__Instructions for the task__. Show every line in the material below that contains the word "flag", copying each line in full.
┌──
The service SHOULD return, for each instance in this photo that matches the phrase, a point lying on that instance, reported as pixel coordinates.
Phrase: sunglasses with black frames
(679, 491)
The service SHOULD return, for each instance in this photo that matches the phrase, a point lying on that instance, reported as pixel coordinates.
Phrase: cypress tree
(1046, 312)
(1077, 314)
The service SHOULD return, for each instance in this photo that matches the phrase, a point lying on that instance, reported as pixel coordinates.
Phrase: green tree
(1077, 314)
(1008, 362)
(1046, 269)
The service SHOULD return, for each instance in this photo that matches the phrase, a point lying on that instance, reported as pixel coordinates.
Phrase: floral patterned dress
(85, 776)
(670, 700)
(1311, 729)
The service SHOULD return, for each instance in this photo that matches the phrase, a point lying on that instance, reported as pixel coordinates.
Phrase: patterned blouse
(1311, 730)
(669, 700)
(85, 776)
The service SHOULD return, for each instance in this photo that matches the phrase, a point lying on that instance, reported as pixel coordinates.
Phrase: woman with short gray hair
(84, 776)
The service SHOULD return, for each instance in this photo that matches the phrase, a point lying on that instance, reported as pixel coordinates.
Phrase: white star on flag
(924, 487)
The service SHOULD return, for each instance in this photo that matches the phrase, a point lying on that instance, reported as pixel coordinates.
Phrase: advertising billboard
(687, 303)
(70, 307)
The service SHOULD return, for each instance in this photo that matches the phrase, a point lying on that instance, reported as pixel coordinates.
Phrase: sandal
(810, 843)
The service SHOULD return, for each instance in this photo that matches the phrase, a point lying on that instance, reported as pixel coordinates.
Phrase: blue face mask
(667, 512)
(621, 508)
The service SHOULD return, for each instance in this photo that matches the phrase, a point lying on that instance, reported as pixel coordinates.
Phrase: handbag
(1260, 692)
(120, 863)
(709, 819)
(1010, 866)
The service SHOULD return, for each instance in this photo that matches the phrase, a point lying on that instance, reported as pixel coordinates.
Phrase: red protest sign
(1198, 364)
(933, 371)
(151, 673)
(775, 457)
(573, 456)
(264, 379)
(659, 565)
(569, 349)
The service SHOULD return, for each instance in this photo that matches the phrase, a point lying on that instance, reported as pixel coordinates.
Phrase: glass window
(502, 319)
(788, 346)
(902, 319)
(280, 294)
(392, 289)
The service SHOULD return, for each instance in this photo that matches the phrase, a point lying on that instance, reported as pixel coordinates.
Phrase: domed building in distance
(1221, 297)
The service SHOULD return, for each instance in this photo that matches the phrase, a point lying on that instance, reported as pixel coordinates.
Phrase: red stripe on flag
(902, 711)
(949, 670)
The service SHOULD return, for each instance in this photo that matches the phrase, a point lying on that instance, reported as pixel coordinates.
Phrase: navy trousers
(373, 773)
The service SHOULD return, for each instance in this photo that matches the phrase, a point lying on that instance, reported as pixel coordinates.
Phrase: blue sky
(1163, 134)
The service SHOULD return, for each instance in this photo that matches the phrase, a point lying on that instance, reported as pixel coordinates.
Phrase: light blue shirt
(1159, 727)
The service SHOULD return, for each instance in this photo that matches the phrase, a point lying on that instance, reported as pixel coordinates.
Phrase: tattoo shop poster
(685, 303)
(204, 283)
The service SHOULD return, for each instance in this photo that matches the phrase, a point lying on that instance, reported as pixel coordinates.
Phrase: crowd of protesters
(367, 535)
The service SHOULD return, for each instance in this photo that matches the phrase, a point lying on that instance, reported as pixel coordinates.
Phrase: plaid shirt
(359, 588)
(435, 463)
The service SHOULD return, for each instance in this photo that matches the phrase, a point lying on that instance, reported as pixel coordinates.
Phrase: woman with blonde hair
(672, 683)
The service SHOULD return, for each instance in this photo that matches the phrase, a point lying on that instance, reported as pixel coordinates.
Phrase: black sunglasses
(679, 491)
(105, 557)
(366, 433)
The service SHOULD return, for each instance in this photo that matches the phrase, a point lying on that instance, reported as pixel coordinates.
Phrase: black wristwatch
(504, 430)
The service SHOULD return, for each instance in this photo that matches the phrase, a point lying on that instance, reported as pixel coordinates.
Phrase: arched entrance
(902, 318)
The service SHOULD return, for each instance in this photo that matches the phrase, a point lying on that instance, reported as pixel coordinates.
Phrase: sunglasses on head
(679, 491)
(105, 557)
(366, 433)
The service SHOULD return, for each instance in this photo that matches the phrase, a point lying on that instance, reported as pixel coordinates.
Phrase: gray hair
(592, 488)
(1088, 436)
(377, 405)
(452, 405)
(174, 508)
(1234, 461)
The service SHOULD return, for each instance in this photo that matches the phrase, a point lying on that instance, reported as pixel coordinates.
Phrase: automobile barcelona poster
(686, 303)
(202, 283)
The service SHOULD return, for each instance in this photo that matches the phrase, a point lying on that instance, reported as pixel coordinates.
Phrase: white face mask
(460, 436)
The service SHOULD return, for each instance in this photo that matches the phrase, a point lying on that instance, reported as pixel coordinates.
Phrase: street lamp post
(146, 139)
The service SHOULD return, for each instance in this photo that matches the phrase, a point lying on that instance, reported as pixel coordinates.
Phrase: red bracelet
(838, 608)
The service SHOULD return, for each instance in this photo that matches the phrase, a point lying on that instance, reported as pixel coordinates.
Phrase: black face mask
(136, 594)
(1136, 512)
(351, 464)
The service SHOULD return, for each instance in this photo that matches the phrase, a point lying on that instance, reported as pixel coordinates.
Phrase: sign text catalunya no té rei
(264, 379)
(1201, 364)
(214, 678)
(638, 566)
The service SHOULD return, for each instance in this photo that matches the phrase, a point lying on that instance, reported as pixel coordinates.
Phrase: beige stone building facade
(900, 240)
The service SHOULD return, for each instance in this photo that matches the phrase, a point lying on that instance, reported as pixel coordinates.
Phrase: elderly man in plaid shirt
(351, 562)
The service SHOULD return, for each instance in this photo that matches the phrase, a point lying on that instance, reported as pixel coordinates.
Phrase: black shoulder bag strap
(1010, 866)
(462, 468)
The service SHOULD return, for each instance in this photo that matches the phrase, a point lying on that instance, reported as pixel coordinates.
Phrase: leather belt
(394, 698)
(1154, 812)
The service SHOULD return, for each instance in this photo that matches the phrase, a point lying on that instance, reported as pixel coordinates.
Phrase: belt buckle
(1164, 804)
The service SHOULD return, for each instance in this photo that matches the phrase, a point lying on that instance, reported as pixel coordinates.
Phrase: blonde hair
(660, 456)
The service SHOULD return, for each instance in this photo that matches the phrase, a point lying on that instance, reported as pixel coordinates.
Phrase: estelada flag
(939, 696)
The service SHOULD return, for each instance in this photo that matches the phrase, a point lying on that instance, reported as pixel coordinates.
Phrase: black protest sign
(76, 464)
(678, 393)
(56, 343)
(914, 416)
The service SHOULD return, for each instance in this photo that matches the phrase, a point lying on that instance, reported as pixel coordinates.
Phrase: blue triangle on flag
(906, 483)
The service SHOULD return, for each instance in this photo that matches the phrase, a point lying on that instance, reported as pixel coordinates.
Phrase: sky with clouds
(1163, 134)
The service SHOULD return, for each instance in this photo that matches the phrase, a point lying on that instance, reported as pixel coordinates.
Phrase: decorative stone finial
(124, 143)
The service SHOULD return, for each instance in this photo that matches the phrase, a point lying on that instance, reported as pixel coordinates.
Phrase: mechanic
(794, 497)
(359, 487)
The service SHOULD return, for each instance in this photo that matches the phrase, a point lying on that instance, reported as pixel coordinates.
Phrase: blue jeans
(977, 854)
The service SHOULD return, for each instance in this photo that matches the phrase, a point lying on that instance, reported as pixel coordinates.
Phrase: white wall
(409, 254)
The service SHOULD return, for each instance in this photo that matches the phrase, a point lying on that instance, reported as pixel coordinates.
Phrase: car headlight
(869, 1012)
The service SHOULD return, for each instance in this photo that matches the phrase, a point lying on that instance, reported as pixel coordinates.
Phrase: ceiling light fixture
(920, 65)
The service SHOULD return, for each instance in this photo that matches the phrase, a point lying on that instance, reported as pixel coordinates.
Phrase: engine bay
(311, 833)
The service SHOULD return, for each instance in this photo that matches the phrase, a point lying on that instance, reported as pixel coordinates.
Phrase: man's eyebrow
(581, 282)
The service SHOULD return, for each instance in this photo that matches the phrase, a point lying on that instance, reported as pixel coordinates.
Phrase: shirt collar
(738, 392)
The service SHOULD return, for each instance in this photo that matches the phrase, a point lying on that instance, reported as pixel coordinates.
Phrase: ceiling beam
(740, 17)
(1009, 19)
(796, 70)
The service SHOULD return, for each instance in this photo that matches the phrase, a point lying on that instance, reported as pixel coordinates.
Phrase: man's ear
└──
__Answer to this exercise__.
Phrase: white star on flag
Phrase: red stripe on flag
Phrase: estelada flag
Phrase: blue triangle on flag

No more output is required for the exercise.